TEXTO DE ORIGEM =
O que é a febre puerperal afinal?
A febre puerperal é uma condição febril que ocorre após o parto, causada por uma infecção no útero que pode se espalhar para outros órgãos, tornando-se uma infecção generalizada. Muitas vezes, é causada pela bactéria Streptococcus pyogenes. Seus sintomas iniciais incluem febre, delírios e dores abdominais intensas. Embora muitas espécies de Streptococcus habitem nosso organismo sem causar danos, em desequilíbrio ou em contato com mucosas ou corrente sanguínea, podem resultar em infecções.
A febre puerperal recebe esse nome por ocorrer durante o puerpério, o período após o parto que envolve alterações hormonais, fisiológicas e psicológicas nas mulheres, durando de 45 dias a um ano pós-parto.
Mesmo em famílias com boas condições financeiras no período Tudor, a febre puerperal afetava inclusive as rainhas da época. Elizabeth de York, esposa do rei Henrique VII, é um exemplo, falecendo dias após dar à luz Catarina Tudor. Apesar de terem sete filhos, apenas quatro sobreviveram à infância, incluindo Henrique VIII, que testemunhou a morte de duas de suas seis esposas, Jane Seymour e Catarina Parr, devido a infecções e complicações pós-parto.
Embora a taxa de mortalidade já fosse alta durante o período Tudor, ela aumentou ainda mais no século XVII, quando médicos passaram a realizar partos e a frequência de mulheres em hospitais se tornou mais comum. Médicos realizavam procedimentos e até autópsias sem a devida higienização entre pacientes.
Em 1842, o médico Oliver Wendell Holmes começou a estudar a febre puerperal após assistir a uma palestra do médico Walter Channing, instrutor da Harvard Medical School, em Boston, nos Estados Unidos. Channing apresentou treze casos da doença em seu hospital. Um ano depois, Holmes publicou o artigo ‘A Contagiosidade da Febre Puerperal’, argumentando sobre a transmissão da doença de parteiras e médicos para pacientes. Aprofundando seus estudos, concluiu que a doença era contagiosa e propôs medidas preventivas para evitar sua propagação, buscando alertar médicos e parteiras.

LISTAGEM FORNECIDA =
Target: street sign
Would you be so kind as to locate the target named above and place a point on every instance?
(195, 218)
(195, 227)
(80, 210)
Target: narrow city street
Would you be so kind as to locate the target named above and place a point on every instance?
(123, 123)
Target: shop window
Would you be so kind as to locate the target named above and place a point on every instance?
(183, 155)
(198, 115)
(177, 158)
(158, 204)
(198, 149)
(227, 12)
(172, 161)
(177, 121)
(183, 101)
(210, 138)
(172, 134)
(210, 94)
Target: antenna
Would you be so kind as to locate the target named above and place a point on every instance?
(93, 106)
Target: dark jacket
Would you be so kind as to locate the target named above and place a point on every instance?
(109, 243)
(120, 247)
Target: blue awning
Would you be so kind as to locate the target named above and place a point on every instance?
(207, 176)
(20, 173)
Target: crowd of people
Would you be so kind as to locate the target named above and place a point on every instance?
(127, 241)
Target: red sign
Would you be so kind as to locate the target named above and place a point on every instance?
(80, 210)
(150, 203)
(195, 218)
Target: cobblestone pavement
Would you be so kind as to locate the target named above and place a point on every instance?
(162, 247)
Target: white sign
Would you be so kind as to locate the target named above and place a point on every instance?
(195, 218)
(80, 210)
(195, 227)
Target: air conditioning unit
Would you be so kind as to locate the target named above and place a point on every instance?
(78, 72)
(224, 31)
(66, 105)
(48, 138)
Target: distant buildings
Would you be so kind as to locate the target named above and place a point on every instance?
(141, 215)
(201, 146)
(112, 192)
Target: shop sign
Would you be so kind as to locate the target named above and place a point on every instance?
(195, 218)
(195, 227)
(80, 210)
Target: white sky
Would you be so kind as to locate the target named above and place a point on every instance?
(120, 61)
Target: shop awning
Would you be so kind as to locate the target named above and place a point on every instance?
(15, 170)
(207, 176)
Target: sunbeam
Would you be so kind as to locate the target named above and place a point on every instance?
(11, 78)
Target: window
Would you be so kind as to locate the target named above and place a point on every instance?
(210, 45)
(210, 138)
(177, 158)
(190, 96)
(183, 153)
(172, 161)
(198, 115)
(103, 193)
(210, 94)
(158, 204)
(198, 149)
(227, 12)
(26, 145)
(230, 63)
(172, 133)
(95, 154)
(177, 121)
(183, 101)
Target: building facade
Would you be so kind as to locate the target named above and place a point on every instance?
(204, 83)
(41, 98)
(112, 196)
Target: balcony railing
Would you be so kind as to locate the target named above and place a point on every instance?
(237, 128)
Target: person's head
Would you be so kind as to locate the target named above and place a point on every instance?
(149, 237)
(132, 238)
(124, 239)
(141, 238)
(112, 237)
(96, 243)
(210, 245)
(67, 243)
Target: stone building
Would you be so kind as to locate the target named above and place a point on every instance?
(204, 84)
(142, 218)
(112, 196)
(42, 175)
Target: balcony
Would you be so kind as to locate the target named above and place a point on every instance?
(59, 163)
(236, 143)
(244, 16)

---

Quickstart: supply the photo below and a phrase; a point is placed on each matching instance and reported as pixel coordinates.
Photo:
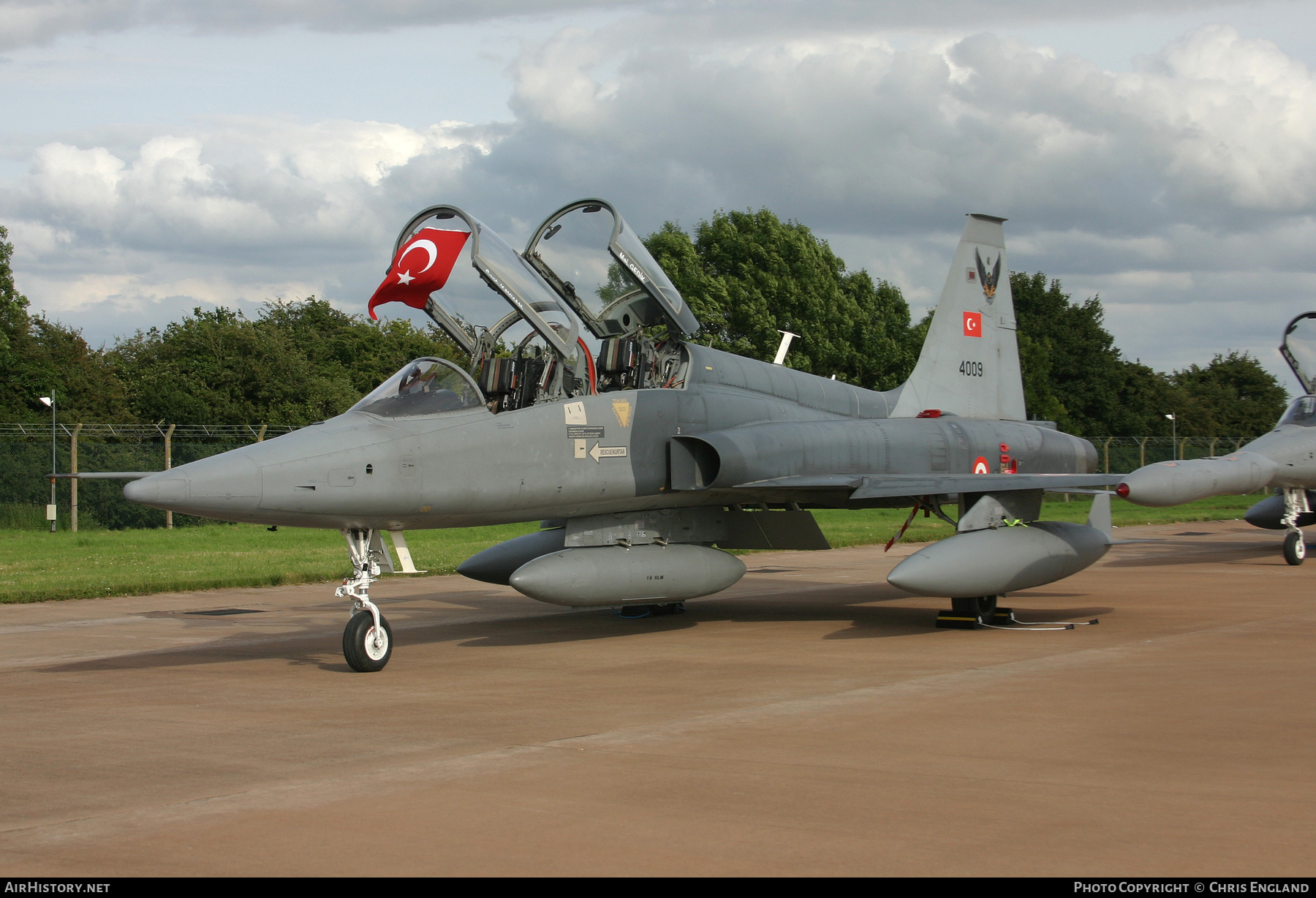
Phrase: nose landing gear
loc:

---

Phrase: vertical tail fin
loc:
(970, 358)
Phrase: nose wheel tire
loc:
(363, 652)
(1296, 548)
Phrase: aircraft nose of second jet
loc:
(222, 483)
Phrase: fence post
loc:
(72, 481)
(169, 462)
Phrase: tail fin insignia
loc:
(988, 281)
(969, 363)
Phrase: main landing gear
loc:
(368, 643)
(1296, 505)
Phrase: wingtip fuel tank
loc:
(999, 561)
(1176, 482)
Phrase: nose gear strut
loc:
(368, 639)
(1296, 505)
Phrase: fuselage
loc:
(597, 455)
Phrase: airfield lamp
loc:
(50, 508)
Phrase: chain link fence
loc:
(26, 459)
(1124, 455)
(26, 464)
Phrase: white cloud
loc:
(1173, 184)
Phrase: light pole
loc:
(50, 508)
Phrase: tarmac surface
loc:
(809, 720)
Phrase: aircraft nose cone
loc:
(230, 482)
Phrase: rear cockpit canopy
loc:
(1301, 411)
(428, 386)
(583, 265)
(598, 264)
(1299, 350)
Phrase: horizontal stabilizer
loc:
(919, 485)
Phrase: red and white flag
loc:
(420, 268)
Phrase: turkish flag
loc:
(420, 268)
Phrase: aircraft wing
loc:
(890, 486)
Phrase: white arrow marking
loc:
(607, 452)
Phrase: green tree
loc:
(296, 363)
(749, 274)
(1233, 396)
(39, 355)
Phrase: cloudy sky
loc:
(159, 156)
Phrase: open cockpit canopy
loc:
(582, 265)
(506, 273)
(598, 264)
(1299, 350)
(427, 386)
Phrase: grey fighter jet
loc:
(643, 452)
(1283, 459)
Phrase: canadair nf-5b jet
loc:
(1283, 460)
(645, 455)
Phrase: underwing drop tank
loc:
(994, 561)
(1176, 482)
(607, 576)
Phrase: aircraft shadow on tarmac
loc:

INSTRUÇÃO DA TAREFA A =
Segundo o texto sobre a febre puerperal, em que ano Oliver Wendell Holmes começou a estudar a doença?
INSTRUÇÃO DA TAREFA B =
Devolva sem nenhuma mudança o trecho do texto sobre a febre puerperal que começa nas palavras "A febre puerperal é" e vai até as palavras "resultar em infecções.", incluídas.
A listagem acima não vem do texto sobre a febre puerperal, e sim de outra fonte.

RESPOSTA DA TAREFA A =
Em 1842.

RESPOSTA DA TAREFA B =
A febre puerperal é uma condição febril que ocorre após o parto, causada por uma infecção no útero que pode se espalhar para outros órgãos, tornando-se uma infecção generalizada. Muitas vezes, é causada pela bactéria Streptococcus pyogenes. Seus sintomas iniciais incluem febre, delírios e dores abdominais intensas. Embora muitas espécies de Streptococcus habitem nosso organismo sem causar danos, em desequilíbrio ou em contato com mucosas ou corrente sanguínea, podem resultar em infecções.